** begin Supplied data **

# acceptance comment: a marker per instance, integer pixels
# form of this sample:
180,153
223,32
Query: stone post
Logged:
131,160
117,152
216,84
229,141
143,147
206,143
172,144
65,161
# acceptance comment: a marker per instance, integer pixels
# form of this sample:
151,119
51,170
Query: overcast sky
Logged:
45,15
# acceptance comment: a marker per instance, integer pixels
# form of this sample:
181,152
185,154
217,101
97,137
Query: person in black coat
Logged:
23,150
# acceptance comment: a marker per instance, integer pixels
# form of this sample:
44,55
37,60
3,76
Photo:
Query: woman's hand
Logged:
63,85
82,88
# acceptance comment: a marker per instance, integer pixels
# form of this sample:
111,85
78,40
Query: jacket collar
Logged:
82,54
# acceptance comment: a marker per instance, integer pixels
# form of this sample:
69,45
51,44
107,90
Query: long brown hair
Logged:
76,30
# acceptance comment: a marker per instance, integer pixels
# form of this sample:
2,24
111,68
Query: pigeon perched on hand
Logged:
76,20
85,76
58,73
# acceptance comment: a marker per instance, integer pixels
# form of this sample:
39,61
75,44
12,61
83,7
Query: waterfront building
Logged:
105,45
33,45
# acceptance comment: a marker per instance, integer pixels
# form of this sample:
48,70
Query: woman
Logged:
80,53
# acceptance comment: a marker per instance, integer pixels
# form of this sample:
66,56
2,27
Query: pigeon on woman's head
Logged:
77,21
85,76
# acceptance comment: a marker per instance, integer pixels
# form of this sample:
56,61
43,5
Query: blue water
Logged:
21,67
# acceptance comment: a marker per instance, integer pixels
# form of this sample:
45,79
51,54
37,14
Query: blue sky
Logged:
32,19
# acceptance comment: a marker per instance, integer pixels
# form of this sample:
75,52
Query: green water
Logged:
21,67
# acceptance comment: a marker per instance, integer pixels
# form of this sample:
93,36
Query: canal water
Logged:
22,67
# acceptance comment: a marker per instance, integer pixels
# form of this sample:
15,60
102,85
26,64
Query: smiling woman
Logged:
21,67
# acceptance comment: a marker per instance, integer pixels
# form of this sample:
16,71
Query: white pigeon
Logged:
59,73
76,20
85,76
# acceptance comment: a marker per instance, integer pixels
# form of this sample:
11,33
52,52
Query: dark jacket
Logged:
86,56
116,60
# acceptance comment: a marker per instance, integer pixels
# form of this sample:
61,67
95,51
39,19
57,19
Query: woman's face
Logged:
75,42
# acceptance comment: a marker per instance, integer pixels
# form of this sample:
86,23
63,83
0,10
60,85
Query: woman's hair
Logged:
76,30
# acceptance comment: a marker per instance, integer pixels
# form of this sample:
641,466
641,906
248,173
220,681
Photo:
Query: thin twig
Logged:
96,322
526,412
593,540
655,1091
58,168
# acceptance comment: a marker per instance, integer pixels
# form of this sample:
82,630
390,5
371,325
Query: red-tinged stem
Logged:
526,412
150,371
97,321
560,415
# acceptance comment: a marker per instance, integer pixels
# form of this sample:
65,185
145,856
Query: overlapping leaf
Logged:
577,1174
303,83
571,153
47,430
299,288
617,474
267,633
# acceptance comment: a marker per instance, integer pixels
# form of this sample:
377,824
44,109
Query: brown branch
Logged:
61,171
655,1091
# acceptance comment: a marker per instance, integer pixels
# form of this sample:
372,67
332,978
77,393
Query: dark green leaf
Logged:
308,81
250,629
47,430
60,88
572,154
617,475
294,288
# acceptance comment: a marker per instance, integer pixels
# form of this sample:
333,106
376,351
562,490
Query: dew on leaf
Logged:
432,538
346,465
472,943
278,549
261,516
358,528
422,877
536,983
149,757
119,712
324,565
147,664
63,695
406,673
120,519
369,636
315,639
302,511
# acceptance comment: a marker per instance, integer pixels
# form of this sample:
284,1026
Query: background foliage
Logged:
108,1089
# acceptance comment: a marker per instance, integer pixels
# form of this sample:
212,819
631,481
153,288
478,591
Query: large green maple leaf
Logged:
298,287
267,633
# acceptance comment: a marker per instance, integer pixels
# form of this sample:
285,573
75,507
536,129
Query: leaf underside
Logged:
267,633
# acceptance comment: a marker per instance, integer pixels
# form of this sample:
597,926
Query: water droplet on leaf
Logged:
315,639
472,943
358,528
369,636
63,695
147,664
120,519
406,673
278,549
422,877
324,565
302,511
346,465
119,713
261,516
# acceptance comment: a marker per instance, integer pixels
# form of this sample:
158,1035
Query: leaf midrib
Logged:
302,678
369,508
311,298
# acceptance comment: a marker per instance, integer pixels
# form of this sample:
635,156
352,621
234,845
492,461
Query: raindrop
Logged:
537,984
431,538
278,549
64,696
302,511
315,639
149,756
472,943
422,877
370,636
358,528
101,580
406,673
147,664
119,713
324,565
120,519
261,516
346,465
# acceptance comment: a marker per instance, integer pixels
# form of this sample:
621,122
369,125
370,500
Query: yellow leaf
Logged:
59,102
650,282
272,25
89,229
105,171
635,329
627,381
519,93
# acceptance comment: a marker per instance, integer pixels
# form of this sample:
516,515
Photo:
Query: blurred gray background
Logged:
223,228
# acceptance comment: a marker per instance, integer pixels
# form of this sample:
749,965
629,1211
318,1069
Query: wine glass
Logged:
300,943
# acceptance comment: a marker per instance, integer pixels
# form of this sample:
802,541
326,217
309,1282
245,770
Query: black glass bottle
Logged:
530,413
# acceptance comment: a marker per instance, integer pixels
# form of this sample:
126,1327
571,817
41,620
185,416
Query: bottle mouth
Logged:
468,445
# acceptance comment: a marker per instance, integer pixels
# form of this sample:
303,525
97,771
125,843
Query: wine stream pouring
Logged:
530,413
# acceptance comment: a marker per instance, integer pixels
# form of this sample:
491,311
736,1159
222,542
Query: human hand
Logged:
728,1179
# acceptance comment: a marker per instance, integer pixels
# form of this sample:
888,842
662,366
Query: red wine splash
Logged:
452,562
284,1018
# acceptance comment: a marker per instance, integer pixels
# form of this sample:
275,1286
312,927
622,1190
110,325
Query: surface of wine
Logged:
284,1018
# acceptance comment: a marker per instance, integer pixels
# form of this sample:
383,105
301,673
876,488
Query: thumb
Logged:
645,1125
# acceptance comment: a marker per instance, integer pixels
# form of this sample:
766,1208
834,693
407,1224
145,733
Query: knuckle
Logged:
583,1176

** end Supplied data **

* **Request**
Give back the whole listing, word for word.

* **Response below**
# acceptance comment: a marker per instance, integer pixels
# form of this sample:
180,153
223,32
Query: stone post
Logged:
131,160
117,152
216,84
229,141
143,147
206,143
172,144
65,161
# acceptance comment: a marker per instance, integer pixels
# form of this sample:
151,119
51,170
Query: overcast sky
Logged:
45,15
# acceptance comment: a marker per instance, integer pixels
# form of this sample:
181,152
185,154
217,101
97,137
Query: person in black coat
Logged:
23,150
# acceptance comment: a marker per instance, integer pixels
# form of this sample:
44,55
37,60
3,76
Photo:
Query: woman's hand
Logged:
63,85
82,88
# acceptance comment: a marker per instance, integer pixels
# form of this sample:
111,85
78,40
Query: jacket collar
Logged:
82,54
# acceptance comment: a marker per instance, integer pixels
# form of this sample:
69,45
51,44
107,90
Query: long brown hair
Logged:
76,30
# acceptance comment: a marker per instance, integer pixels
# form of this sample:
2,24
111,68
Query: pigeon perched on hand
Logged:
76,20
85,76
58,73
# acceptance comment: a marker per instance, integer pixels
# form of this sample:
39,61
75,44
12,61
83,7
Query: waterfront building
Logged:
105,45
33,45
# acceptance comment: a marker per instance, integer pixels
# form of this sample:
48,70
Query: woman
Logged:
80,53
# acceptance comment: a marker per instance, integer pixels
# form of this sample:
66,56
2,27
Query: pigeon on woman's head
Logged:
77,21
85,76
# acceptance comment: a marker per instance, integer pixels
# form of this sample:
56,61
43,5
Query: blue water
Logged:
21,67
# acceptance comment: a marker per instance, integer pixels
# form of this sample:
45,79
51,54
37,14
Query: blue sky
Logged:
32,19
# acceptance comment: a marker per instance, integer pixels
# form of this sample:
75,52
Query: green water
Logged:
21,67
# acceptance comment: a marker per instance, integer pixels
# form of this sample:
93,36
Query: canal water
Logged:
22,67
# acceptance comment: a marker per instance, integer pixels
# form of this sample:
15,60
102,85
26,64
Query: smiling woman
Logged:
21,67
# acceptance comment: a marker per instance, integer pixels
# form of this sample:
16,71
Query: white pigeon
Logged:
59,73
76,20
85,76
# acceptance comment: a marker per instance, integer pixels
# form of this sample:
11,33
52,52
Query: dark jacket
Logged:
86,56
116,60
# acceptance comment: a marker per instance, integer pixels
# form of this sample:
61,67
95,51
39,19
57,19
Query: woman's face
Logged:
75,42
# acceptance comment: a marker per instance, integer pixels
# form of this sample:
86,23
63,83
0,10
60,85
Query: woman's hair
Logged:
76,30
# acceptance comment: a marker per instance, integer pixels
# form of this sample:
641,466
641,906
248,173
220,681
Photo:
Query: thin twig
Logged:
96,322
526,412
593,540
655,1091
58,168
# acceptance comment: a marker per instance, integer pixels
# form of this sample:
82,630
390,5
371,325
Query: red-tinged stem
Logged:
526,412
150,371
97,321
560,415
# acceptance comment: a marker per instance, integer pixels
# form of this sample:
65,185
145,856
Query: overlapping leaf
Logged:
577,1174
303,83
571,153
47,430
299,288
617,474
267,633
# acceptance comment: a marker per instance, integer pixels
# form of this sample:
377,824
44,109
Query: brown branch
Logged:
61,171
655,1091
# acceptance comment: a marker per instance, integer pixels
# form of this sample:
372,67
332,978
77,393
Query: dark green leaf
Logged:
308,81
250,629
47,430
60,88
572,154
617,475
294,288
# acceptance comment: a marker per instance, integer pixels
# form of this sample:
333,106
376,351
562,490
Query: dew on leaf
Logged:
432,538
346,465
472,943
278,549
261,516
358,528
422,877
536,983
149,757
119,712
324,565
147,664
63,695
406,673
120,519
369,636
315,639
302,511
# acceptance comment: a marker per instance, integer pixels
# form of this sample:
284,1026
Query: background foliage
Logged:
108,1089
# acceptance comment: a marker per instance, integer pixels
# form of this sample:
212,819
631,481
153,288
478,591
Query: large green maple leaf
Logged:
298,287
267,633
# acceptance comment: a marker per instance, integer pixels
# form of this sample:
285,573
75,507
536,129
Query: leaf underside
Logged:
267,633
# acceptance comment: a marker per instance, integer pixels
# form of this sample:
597,926
Query: water droplet on leaf
Logged:
315,639
472,943
358,528
369,636
63,695
147,664
120,519
406,673
278,549
422,877
324,565
302,511
346,465
119,713
261,516
# acceptance comment: a marker per instance, integer pixels
# form of this sample:
158,1035
Query: leaf midrib
Logged:
302,678
369,508
311,298
# acceptance comment: a marker per instance, integer pixels
# form of this sample:
635,156
352,621
234,845
492,461
Query: raindrop
Logged:
537,984
431,538
278,549
64,696
302,511
315,639
149,756
472,943
422,877
370,636
358,528
101,580
406,673
147,664
119,713
324,565
120,519
261,516
346,465
# acceptance comment: a marker per instance, integer pixels
# form of this sample:
621,122
369,125
370,500
Query: yellow leaf
Logged:
59,102
650,282
272,25
89,229
105,171
635,329
627,381
519,93
# acceptance comment: a marker per instance, integer pixels
# form of this sample:
516,515
Photo:
Query: blurred gray background
Logged:
223,228
# acceptance comment: a marker per instance, integer pixels
# form of this sample:
749,965
629,1211
318,1069
Query: wine glass
Logged:
300,943
# acceptance comment: a marker per instance, integer pixels
# form of this sample:
802,541
326,217
309,1282
245,770
Query: black glass bottle
Logged:
530,413
# acceptance comment: a marker per instance, integer pixels
# form of this sample:
126,1327
571,817
41,620
185,416
Query: bottle mouth
Logged:
468,445
# acceptance comment: a marker per instance, integer pixels
# form of this sample:
303,525
97,771
125,843
Query: wine stream pouring
Logged:
530,413
# acceptance comment: a marker per instance, integer pixels
# form of this sample:
491,311
736,1159
222,542
Query: human hand
Logged:
728,1179
# acceptance comment: a marker per instance, integer pixels
# form of this sample:
888,842
662,366
Query: red wine splash
Logged:
452,562
284,1018
# acceptance comment: a marker per instance, integer pixels
# form of this sample:
275,1286
312,927
622,1190
110,325
Query: surface of wine
Logged:
284,1018
# acceptance comment: a marker per instance, integer pixels
# form of this sample:
383,105
301,673
876,488
Query: thumb
Logged:
645,1125
# acceptance comment: a marker per instance, integer pixels
# form of this sample:
766,1208
834,693
407,1224
145,733
Query: knuckle
Logged:
583,1176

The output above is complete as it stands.